### Required work
Take the data that follows and retype it word for word.

•••••

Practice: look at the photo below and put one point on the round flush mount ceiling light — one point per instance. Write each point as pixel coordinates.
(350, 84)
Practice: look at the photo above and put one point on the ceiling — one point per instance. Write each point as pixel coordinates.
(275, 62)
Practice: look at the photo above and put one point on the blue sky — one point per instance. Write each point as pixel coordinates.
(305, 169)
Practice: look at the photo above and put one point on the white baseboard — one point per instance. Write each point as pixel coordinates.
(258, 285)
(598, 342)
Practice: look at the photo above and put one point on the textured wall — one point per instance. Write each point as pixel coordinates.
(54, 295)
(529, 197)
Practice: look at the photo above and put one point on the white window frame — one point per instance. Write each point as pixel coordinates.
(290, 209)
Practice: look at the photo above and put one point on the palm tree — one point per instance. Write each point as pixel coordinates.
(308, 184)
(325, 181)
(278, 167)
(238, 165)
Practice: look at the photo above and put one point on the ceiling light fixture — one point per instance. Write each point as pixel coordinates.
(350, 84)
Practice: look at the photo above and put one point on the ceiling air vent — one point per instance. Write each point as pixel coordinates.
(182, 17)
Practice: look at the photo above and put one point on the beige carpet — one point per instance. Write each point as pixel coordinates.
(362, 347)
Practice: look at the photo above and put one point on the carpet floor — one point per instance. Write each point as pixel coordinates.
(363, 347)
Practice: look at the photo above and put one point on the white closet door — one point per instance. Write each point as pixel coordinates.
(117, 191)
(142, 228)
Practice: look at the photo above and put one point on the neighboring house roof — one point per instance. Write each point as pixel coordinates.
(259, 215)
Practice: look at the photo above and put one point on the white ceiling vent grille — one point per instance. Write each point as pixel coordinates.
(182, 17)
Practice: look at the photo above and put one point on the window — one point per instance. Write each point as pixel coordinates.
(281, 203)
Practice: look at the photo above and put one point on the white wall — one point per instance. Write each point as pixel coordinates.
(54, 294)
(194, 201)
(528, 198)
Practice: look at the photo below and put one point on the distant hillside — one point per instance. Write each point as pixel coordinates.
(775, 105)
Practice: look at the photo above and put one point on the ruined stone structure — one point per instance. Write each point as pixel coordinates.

•••••

### Answer section
Practice: look at the photo below and put one point on the round flush mount ceiling light — one point per instance. Write each point as pixel coordinates.
(350, 84)
Practice: look at the photo above and put one point on the ceiling — one point per instance. Write each point as pixel coordinates.
(275, 62)
Practice: look at the photo above and put one point on the blue sky — one point per instance. Write each point as pixel coordinates.
(305, 169)
Practice: look at the photo above and put one point on the white baseboard — one point per instance. Write each point as pixel coordinates.
(258, 285)
(598, 342)
Practice: look at the photo above and put one point on the textured wall — one point per instance. Write each point as pixel coordinates.
(54, 295)
(529, 197)
Practice: look at the photo above and put one point on the white window frame — one point per instance. Write each point as pixel coordinates.
(290, 209)
Practice: look at the photo above and put one point on the palm tree — one point per instance. Write each point as pixel coordinates.
(308, 184)
(325, 181)
(278, 167)
(238, 165)
Practice: look at the photo above and put one point on the ceiling light fixture — one point per instance. Write each point as pixel coordinates.
(350, 84)
Practice: look at the photo above and put one point on the ceiling air vent — one point per instance. Write each point as pixel coordinates.
(182, 17)
Practice: look at the photo above and put one point on the beige carpet — one point per instance. Write each point as pixel coordinates.
(362, 347)
Practice: look at the photo above and put one point on the carpet floor — one point per instance. Write each point as pixel coordinates.
(363, 347)
Practice: look at the photo above and put one point on the white closet door — one point per instance. Write each point as pixel coordinates.
(117, 191)
(142, 228)
Practice: look at the photo above and put one point on the neighboring house roof — one point per instance. Write each point as pixel coordinates.
(259, 215)
Practice: look at the photo above and put one point on the white ceiling vent grille — one point per instance. Write each point as pixel coordinates.
(182, 17)
Practice: look at the photo above and put one point on the window — one point per instance. Write each point as pixel coordinates.
(281, 203)
Practice: look at the photo above and put one point on the white wall — one point per instance. Write each point as pixel coordinates.
(54, 294)
(194, 201)
(528, 198)
Practice: look at the photo below and put one point on the distant hillside — one point per instance. Write each point as pixel coordinates.
(775, 105)
Practice: look at the photo above and put one point on the ruined stone structure — one point per instance. Write each point as pixel coordinates.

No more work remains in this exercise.